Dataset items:
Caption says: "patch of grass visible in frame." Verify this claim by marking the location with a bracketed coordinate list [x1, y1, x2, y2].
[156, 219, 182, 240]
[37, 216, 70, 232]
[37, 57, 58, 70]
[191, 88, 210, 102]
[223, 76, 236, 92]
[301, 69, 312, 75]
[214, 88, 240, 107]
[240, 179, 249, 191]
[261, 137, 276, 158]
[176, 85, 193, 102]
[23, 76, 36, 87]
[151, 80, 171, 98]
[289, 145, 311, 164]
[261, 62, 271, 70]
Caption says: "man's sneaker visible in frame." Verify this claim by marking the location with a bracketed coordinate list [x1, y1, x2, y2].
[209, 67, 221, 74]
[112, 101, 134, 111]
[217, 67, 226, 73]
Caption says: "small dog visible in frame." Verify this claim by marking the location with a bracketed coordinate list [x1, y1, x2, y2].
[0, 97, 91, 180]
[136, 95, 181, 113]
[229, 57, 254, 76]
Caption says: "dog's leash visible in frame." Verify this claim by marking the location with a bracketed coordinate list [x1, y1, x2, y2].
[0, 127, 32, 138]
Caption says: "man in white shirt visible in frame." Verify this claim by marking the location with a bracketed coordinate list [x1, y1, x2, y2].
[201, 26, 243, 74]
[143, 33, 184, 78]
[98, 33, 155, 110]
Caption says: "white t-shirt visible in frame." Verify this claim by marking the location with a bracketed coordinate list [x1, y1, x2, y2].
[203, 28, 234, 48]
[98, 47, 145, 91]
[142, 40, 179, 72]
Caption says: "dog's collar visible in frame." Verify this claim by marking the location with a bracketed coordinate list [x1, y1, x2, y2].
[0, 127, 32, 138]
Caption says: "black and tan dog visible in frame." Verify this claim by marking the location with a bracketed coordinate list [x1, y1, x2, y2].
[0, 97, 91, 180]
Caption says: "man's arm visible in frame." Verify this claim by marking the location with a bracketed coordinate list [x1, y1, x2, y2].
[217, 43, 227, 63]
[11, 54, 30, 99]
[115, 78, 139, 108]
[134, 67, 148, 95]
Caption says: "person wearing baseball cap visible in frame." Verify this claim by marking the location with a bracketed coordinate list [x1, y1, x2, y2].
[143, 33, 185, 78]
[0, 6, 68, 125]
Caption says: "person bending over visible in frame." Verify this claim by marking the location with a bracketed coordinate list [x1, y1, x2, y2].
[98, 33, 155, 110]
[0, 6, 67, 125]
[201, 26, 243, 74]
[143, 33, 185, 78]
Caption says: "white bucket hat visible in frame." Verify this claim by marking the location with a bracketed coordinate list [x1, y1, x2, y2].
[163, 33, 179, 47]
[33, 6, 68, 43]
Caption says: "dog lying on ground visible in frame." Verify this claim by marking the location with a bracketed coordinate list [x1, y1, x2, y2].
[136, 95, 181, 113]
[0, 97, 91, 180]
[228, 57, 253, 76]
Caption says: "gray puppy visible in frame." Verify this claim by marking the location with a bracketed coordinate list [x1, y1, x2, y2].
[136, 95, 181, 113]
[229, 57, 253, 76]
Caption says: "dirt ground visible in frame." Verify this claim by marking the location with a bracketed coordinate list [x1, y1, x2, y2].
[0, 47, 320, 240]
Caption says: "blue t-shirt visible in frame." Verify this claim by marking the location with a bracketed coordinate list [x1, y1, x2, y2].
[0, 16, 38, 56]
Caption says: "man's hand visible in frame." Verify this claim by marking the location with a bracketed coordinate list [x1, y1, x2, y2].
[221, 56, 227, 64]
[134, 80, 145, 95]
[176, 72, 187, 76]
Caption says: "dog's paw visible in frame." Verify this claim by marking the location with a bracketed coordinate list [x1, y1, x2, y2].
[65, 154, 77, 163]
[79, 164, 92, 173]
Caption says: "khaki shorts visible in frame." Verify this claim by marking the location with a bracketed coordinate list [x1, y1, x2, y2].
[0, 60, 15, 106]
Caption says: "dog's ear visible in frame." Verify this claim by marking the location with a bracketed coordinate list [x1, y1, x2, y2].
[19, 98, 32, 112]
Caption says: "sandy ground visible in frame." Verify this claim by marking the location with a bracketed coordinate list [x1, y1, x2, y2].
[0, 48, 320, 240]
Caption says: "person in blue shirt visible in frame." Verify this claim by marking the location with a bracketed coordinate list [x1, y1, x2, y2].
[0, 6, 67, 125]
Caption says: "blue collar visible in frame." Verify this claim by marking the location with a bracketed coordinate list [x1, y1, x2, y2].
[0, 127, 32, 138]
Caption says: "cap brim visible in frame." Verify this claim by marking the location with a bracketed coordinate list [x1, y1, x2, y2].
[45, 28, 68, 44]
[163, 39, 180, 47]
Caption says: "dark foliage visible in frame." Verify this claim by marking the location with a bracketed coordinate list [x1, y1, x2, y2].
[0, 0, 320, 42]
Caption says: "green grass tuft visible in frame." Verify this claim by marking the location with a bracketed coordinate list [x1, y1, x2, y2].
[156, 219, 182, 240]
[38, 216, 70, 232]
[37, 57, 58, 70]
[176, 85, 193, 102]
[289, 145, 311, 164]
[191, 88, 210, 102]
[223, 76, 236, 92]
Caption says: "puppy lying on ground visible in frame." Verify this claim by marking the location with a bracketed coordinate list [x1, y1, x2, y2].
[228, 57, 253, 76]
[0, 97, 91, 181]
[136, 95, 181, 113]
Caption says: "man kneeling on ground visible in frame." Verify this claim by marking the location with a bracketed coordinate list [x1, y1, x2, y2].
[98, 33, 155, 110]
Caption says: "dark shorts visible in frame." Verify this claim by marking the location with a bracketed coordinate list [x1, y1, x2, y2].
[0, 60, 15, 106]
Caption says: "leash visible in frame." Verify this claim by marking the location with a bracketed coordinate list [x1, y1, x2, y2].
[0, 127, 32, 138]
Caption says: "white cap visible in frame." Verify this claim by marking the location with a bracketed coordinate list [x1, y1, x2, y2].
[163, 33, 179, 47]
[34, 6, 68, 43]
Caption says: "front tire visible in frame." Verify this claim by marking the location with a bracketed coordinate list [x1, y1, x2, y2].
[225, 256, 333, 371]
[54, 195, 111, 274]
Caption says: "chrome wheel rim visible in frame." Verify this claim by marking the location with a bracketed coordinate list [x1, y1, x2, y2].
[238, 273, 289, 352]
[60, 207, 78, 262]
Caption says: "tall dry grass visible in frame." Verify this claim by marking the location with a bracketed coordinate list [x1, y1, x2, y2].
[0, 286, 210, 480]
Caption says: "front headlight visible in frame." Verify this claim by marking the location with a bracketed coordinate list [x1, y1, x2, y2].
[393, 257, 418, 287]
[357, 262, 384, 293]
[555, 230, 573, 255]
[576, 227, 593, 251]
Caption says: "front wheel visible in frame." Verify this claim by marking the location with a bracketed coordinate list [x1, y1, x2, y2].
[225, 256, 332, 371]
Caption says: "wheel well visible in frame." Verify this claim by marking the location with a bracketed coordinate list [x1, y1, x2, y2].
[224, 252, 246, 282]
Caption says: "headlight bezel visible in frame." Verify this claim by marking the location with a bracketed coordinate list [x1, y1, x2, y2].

Problem to work on:
Reproduce the lines above character for character, covering every one of them from start to finish.

Result of the exercise:
Caption says: "patch of grass visible in frame." Verify this claim by marking the location with a bracketed coordinate list [x1, y1, x2, y2].
[156, 219, 182, 240]
[37, 216, 70, 232]
[37, 57, 58, 70]
[191, 88, 210, 102]
[223, 76, 236, 92]
[301, 69, 312, 75]
[214, 88, 240, 107]
[240, 179, 249, 191]
[261, 137, 276, 158]
[176, 85, 193, 102]
[23, 76, 36, 87]
[151, 80, 171, 98]
[289, 145, 311, 164]
[261, 62, 271, 70]
Caption says: "man's sneaker visible in frame." Verify this claim by marking the location with a bracketed coordinate list [x1, y1, x2, y2].
[209, 67, 221, 74]
[112, 101, 134, 111]
[217, 67, 226, 73]
Caption says: "small dog visible in frame." Verify this claim by marking the location with a bracketed coordinate list [x1, y1, x2, y2].
[0, 97, 91, 180]
[136, 95, 181, 113]
[229, 57, 254, 76]
Caption says: "dog's leash visible in frame." Verify this claim by marking the location with a bracketed coordinate list [x1, y1, x2, y2].
[0, 127, 32, 138]
Caption says: "man in white shirt visible in frame." Verify this claim by marking the location with a bracketed coordinate list [x1, y1, x2, y2].
[201, 26, 243, 74]
[143, 33, 184, 78]
[98, 33, 155, 110]
Caption says: "white t-shirt visible in frame." Verify this claim by marking the location with a bracketed coordinate list [x1, y1, x2, y2].
[203, 28, 234, 48]
[98, 47, 145, 91]
[142, 40, 179, 72]
Caption says: "dog's collar visible in frame." Verify this claim by marking the location with a bracketed coordinate list [x1, y1, x2, y2].
[0, 127, 32, 138]
Caption says: "black and tan dog visible in frame." Verify this claim by marking the location with a bracketed coordinate list [x1, y1, x2, y2].
[0, 97, 91, 180]
Caption says: "man's arm visible in frame." Verify this claim by marking the location with a bracketed coordinate list [x1, y1, x2, y2].
[217, 43, 227, 63]
[11, 54, 30, 99]
[115, 78, 139, 108]
[134, 67, 148, 95]
Caption says: "person wearing baseball cap visible in frame." Verify this claim by marking the location with a bracketed coordinate list [x1, y1, x2, y2].
[143, 33, 185, 78]
[0, 6, 68, 125]
Caption says: "person bending over visible in frame." Verify this claim by marking the location with a bracketed coordinate list [x1, y1, x2, y2].
[98, 33, 155, 110]
[0, 6, 67, 125]
[201, 26, 243, 74]
[143, 33, 185, 78]
Caption says: "white bucket hat visible in frame." Verify this claim by marking the location with a bracketed coordinate list [x1, y1, x2, y2].
[163, 33, 179, 47]
[33, 6, 68, 43]
Caption says: "dog lying on ground visible in frame." Verify this claim by marking the location with a bracketed coordinate list [x1, y1, x2, y2].
[136, 95, 181, 113]
[0, 97, 91, 180]
[228, 57, 253, 76]
Caption says: "gray puppy visible in frame." Verify this claim by marking the location with a bracketed coordinate list [x1, y1, x2, y2].
[136, 95, 181, 113]
[229, 57, 253, 76]
Caption says: "dirt ground visible in frame." Verify this claim by marking the location with a bracketed coordinate list [x1, y1, x2, y2].
[0, 47, 320, 240]
Caption says: "blue t-shirt visible in frame." Verify this claim by marking the location with a bracketed coordinate list [x1, y1, x2, y2].
[0, 16, 38, 56]
Caption says: "man's hand visible in frame." Verify this claim by marking the location with a bracketed coordinate list [x1, y1, x2, y2].
[221, 56, 227, 64]
[134, 80, 145, 95]
[176, 72, 187, 76]
Caption says: "dog's paw visible in frame." Verify this claim by marking the location with a bracketed coordinate list [x1, y1, x2, y2].
[65, 154, 77, 163]
[79, 164, 92, 173]
Caption says: "khaki shorts visible in frame." Verify this claim by marking the location with a bracketed coordinate list [x1, y1, x2, y2].
[0, 60, 15, 106]
Caption says: "dog's ear visible in frame." Verify this claim by marking the location with a bracketed coordinate list [x1, y1, x2, y2].
[19, 98, 32, 112]
Caption says: "sandy ground visible in frame." Verify this claim by marking the location with a bracketed coordinate list [x1, y1, x2, y2].
[0, 48, 320, 240]
Caption says: "person in blue shirt visible in frame." Verify this claim by marking the location with a bracketed coordinate list [x1, y1, x2, y2].
[0, 6, 67, 125]
Caption says: "blue collar visible in frame." Verify this claim by marking the location with a bracketed coordinate list [x1, y1, x2, y2].
[0, 127, 32, 138]
Caption says: "cap brim visible in frame." Verify this claim by marking the location with a bracketed coordinate list [x1, y1, x2, y2].
[45, 28, 68, 44]
[163, 39, 180, 47]
Caption says: "dark foliage visible in frame." Verify this claim by marking the location with a bracketed coordinate list [x1, y1, x2, y2].
[0, 0, 320, 42]
Caption says: "green grass tuft visible in frame." Verify this claim by marking the location with a bracketed coordinate list [x1, y1, x2, y2].
[156, 219, 182, 240]
[38, 216, 70, 232]
[37, 57, 58, 70]
[176, 85, 193, 102]
[289, 145, 311, 164]
[191, 88, 210, 102]
[223, 76, 236, 92]
Caption says: "puppy lying on ground visible in frame." Verify this claim by marking the location with a bracketed coordinate list [x1, y1, x2, y2].
[228, 57, 253, 76]
[0, 97, 91, 181]
[136, 95, 181, 113]
Caption says: "man kneeling on ground visible in frame." Verify this claim by marking the location with a bracketed coordinate list [x1, y1, x2, y2].
[98, 33, 155, 110]
Caption says: "dark shorts visible in frame." Verify this claim by marking the location with a bracketed coordinate list [x1, y1, x2, y2].
[0, 60, 15, 106]
Caption says: "leash visible in frame." Verify this claim by marking the location with a bracketed coordinate list [x1, y1, x2, y2].
[0, 127, 32, 138]
Caption says: "white cap visible in frame." Verify this claim by marking the location with a bracketed coordinate list [x1, y1, x2, y2].
[163, 33, 179, 47]
[34, 6, 68, 43]
Caption says: "front tire visible in frame." Verify this claim by marking the location with a bracketed coordinate list [x1, y1, x2, y2].
[225, 256, 333, 371]
[54, 195, 111, 274]
Caption says: "chrome wheel rim visible in frame." Verify this claim by marking the location with a bracketed coordinate list [x1, y1, x2, y2].
[238, 273, 289, 352]
[60, 207, 78, 262]
Caption says: "tall dry grass visible in frame." Verify this claim by marking the location with a bracketed coordinate list [x1, y1, x2, y2].
[0, 286, 210, 480]
Caption says: "front headlight visible in frame." Verify this claim by marking the location with a bracketed coordinate list [x1, y1, x2, y2].
[393, 257, 418, 287]
[357, 262, 384, 293]
[555, 230, 573, 255]
[576, 227, 593, 251]
Caption says: "front wheel visible in frame." Verify this claim by marking the location with a bracketed coordinate list [x1, y1, x2, y2].
[225, 256, 332, 371]
Caption says: "wheel well visible in frame." Verify this claim by marking the location with a bracketed coordinate list [x1, y1, x2, y2].
[224, 252, 246, 282]
Caption says: "headlight bezel visible in frame." Verify this claim by marking the location with a bracketed coordinate list [x1, y1, x2, y2].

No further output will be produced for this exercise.